[What is required] Your reply should set down word for word each line below from the one with "let me know where the weathered stone" through the final line, both included, but none of the pictures.

───── Materials provided ─────

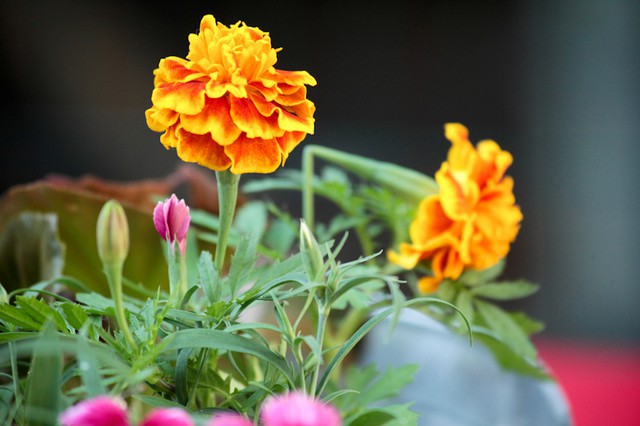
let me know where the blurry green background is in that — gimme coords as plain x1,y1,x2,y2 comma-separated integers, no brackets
1,0,638,344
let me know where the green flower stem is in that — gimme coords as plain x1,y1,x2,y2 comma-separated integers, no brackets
214,170,241,275
104,263,137,350
310,305,330,396
167,245,188,307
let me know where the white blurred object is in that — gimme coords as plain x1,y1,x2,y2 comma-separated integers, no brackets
359,308,572,426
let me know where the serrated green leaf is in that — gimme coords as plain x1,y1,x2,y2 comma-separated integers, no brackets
15,296,67,332
0,304,41,331
475,299,537,360
58,302,90,332
470,279,539,300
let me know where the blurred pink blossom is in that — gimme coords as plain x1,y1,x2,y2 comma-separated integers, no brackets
140,407,194,426
260,392,342,426
153,194,191,255
59,396,128,426
208,412,253,426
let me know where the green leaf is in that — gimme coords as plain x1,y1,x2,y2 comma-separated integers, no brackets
24,322,62,426
470,279,539,300
162,329,293,384
458,260,506,286
197,250,219,304
473,328,551,380
510,311,545,335
15,296,67,332
225,235,257,298
346,364,418,407
0,304,41,331
262,218,297,255
58,302,90,332
475,299,537,360
234,201,267,239
454,289,475,327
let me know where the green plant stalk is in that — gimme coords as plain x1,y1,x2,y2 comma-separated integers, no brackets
167,244,188,307
104,262,137,350
214,170,241,276
310,305,330,396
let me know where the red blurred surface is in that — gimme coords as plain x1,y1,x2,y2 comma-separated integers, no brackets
536,338,640,426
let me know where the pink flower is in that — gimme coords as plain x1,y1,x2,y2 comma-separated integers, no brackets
59,396,128,426
140,407,194,426
153,194,191,255
260,392,342,426
208,412,253,426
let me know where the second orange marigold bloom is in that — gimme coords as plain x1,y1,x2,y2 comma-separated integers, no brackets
146,15,317,174
389,123,522,293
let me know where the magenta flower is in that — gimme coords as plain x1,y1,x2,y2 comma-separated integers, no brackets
208,412,253,426
140,407,194,426
58,396,128,426
260,392,342,426
153,194,191,255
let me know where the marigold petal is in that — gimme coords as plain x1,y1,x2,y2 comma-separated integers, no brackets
270,69,318,87
146,107,179,132
225,134,282,174
175,130,232,171
436,164,480,220
409,196,454,245
387,243,425,269
153,80,207,115
277,131,307,162
444,122,469,144
160,124,180,149
417,276,441,294
155,57,205,84
180,97,241,145
277,102,316,134
230,96,283,139
476,140,513,184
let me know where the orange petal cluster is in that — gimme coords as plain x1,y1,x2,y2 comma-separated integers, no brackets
389,123,522,293
146,15,317,174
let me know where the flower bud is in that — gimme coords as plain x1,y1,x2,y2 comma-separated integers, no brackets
153,194,191,256
299,219,324,282
96,200,129,266
0,284,8,305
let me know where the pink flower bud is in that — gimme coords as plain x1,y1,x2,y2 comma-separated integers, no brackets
153,194,191,256
140,407,194,426
59,396,128,426
260,392,342,426
208,412,253,426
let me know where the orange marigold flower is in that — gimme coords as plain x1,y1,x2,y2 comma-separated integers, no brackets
145,15,317,174
388,123,522,293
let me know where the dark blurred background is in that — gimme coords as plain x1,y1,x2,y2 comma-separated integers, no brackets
1,0,639,344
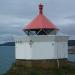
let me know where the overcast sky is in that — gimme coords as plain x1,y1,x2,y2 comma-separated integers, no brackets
0,0,75,43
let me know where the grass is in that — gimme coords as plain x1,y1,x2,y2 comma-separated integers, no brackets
5,61,75,75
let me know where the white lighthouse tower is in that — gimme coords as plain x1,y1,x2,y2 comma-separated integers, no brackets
15,1,68,68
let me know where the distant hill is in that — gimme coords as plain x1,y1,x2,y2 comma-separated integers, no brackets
0,42,15,46
68,40,75,46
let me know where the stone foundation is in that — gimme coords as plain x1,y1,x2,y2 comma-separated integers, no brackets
15,59,69,69
5,59,73,75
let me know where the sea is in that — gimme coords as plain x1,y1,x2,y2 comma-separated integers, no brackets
0,46,15,75
0,46,75,74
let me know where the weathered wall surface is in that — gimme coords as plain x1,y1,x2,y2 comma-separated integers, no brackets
15,35,68,59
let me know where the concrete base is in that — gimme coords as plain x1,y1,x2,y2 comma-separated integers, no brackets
15,59,69,69
5,59,72,75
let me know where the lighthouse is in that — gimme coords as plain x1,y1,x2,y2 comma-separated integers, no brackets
15,1,69,68
23,2,58,35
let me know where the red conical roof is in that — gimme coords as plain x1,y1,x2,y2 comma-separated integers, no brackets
24,3,58,30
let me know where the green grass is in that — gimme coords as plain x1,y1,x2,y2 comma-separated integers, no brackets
5,62,75,75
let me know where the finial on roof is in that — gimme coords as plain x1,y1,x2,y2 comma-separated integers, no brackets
39,0,43,14
40,0,43,4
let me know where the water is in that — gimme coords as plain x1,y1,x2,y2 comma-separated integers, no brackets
0,46,15,74
68,54,75,62
0,46,75,74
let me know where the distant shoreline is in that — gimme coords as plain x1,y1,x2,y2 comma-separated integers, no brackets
68,53,75,54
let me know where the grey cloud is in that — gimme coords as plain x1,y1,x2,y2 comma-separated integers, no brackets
0,34,14,44
0,24,25,35
64,15,75,20
1,0,74,18
59,24,75,35
0,0,75,41
0,0,37,18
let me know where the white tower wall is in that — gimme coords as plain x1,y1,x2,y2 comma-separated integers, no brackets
15,35,68,60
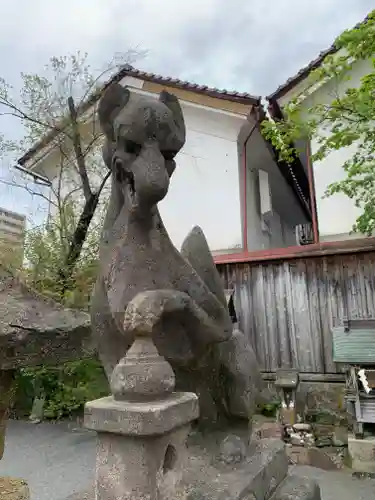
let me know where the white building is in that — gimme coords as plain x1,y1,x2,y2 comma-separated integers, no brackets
267,20,372,244
0,207,26,263
17,67,311,261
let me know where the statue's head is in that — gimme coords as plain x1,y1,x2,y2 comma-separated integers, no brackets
98,83,186,213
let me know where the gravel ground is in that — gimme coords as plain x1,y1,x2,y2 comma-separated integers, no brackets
1,420,375,500
0,420,95,500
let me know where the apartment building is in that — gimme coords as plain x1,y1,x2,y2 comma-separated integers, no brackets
0,207,26,264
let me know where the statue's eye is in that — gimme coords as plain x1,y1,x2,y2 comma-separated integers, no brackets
125,140,142,156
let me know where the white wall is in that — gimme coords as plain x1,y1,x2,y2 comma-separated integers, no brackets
159,104,245,252
279,57,373,241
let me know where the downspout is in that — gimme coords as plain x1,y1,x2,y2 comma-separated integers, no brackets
306,140,319,243
242,107,261,251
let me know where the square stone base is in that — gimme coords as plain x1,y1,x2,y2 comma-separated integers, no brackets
348,434,375,473
84,393,199,436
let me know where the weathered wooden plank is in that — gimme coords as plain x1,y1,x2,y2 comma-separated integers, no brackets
263,264,279,370
217,250,375,375
305,258,324,373
318,257,337,373
283,261,299,369
274,262,291,368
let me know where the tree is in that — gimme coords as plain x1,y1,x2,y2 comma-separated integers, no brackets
0,49,145,295
24,200,102,308
262,11,375,235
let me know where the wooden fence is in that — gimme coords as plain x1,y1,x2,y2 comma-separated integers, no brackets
217,250,375,374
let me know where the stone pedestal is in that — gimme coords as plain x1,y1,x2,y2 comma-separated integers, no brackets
84,329,199,500
348,434,375,473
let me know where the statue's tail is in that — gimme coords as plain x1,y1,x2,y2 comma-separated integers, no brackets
181,226,227,309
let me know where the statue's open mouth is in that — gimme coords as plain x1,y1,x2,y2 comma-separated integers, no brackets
124,171,136,205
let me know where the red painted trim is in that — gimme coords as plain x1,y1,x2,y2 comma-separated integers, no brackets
214,236,375,264
240,119,259,251
242,143,248,250
306,140,319,243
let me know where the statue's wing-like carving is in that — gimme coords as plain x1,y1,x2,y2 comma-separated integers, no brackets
181,226,228,310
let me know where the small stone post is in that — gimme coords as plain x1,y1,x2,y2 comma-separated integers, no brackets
84,329,199,500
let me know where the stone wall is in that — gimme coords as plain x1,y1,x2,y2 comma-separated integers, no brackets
259,375,347,423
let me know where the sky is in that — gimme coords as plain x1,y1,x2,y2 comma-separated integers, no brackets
0,0,373,227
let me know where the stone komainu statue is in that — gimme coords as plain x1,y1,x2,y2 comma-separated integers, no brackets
90,83,262,425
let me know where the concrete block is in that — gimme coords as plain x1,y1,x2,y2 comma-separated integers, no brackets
348,433,375,473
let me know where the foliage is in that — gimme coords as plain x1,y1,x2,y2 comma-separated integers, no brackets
23,199,102,308
15,358,109,419
262,10,375,235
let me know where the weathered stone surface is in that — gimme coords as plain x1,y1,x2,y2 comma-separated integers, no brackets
182,437,288,500
0,370,15,460
312,424,334,447
348,434,375,473
217,329,263,419
110,333,175,401
269,474,321,500
0,477,30,500
293,423,312,432
259,381,347,425
90,83,261,424
332,426,348,447
307,447,338,471
287,446,338,470
71,435,289,500
95,424,190,500
0,268,92,370
255,422,284,440
290,432,305,446
217,434,247,464
84,393,199,436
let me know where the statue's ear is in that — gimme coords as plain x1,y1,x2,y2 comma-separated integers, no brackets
159,91,186,152
98,83,130,140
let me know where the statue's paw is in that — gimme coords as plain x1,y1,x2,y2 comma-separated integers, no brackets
123,291,164,335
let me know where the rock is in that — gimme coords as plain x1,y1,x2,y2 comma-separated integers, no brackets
286,446,338,471
218,434,247,464
293,423,311,432
286,446,310,465
332,426,348,447
217,329,263,419
312,424,334,447
307,447,339,470
0,268,93,370
0,477,30,500
289,432,304,446
304,433,315,447
306,409,338,426
256,422,284,440
315,436,332,448
269,474,321,500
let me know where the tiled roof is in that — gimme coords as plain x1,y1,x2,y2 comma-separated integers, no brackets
267,12,372,101
123,66,260,105
18,64,260,166
266,45,337,101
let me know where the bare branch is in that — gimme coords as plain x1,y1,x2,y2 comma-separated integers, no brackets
67,95,92,200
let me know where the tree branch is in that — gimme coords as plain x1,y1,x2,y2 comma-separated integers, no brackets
67,95,92,200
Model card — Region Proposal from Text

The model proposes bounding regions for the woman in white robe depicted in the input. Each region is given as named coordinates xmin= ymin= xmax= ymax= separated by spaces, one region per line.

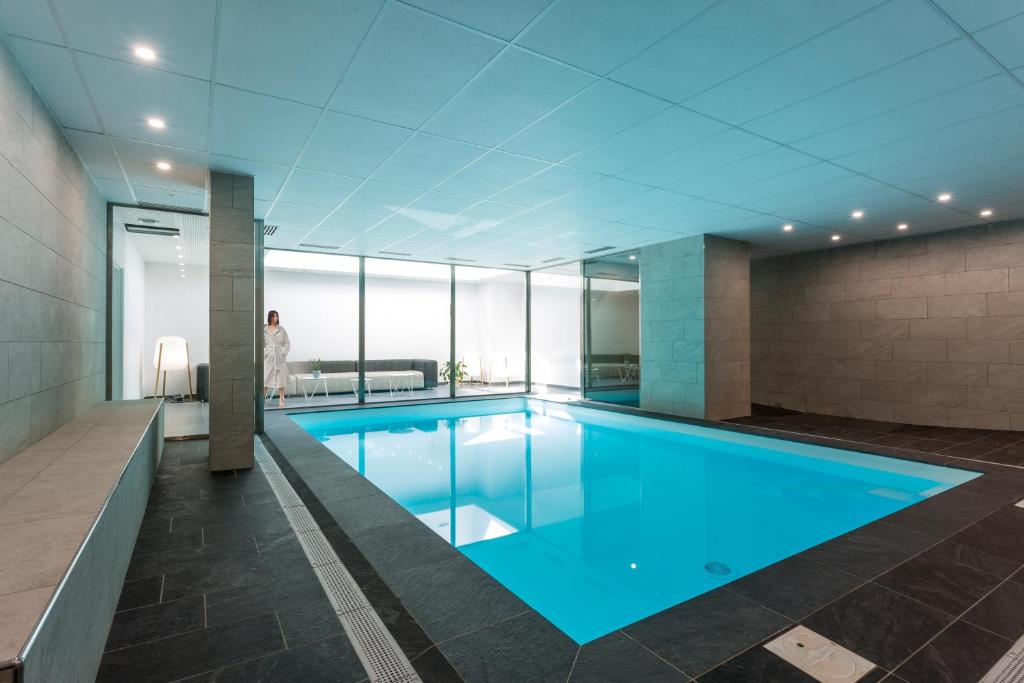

─────

[Output below]
let me know where the weathered stone surface is in that — gimme coords as plain x1,y1,x2,y2 comma-separated integers, no brackets
182,437,288,500
0,370,15,460
312,424,334,447
348,434,375,473
217,329,263,419
110,333,175,401
269,474,321,500
0,477,30,500
293,423,312,432
259,381,347,425
90,83,261,424
332,426,348,447
307,447,338,471
287,446,338,470
71,435,289,500
95,424,190,500
0,268,92,370
255,422,284,440
290,432,305,446
217,434,247,464
84,393,199,436
let me know where the statue's ear is in that — gimme coords as plain x1,y1,x2,y2 comma-separated integers, no brackets
159,91,186,152
98,83,130,140
let me know where the statue's paw is in that — gimme coords as plain x1,y1,x2,y2 comma-separated integers, no brackets
123,291,164,335
let me know where the rock is in that — gimme coords as plain x1,y1,x2,y2 comma-separated integers, no brackets
286,446,338,471
218,434,247,464
293,423,311,432
286,446,310,465
332,426,348,447
217,329,263,419
312,424,334,447
307,447,339,470
0,268,93,370
0,477,30,500
289,432,304,446
304,433,315,447
306,409,338,426
256,422,284,440
315,436,332,448
269,474,321,500
let me know where the tiled roof is in that — gimme coords as plain x1,y1,x2,y2 comma-separated integers, no brackets
267,12,372,101
123,66,260,105
18,64,260,166
266,45,337,101
let me know where the bare branch is in that — gimme coords as plain x1,y1,x2,y2 comma-separated integers, no brackets
67,95,92,200
let me know where the tree branch is in that — gimme coords as plain x1,y1,x2,y2 comma-separated integers, no brackets
67,95,92,200
Model card — Region Proposal from Text

The model proposes bounding regions for the woman in white robe depicted in the input. Each region is given as named coordinates xmin= ymin= xmax= ymax= separated by spaces, one region per line.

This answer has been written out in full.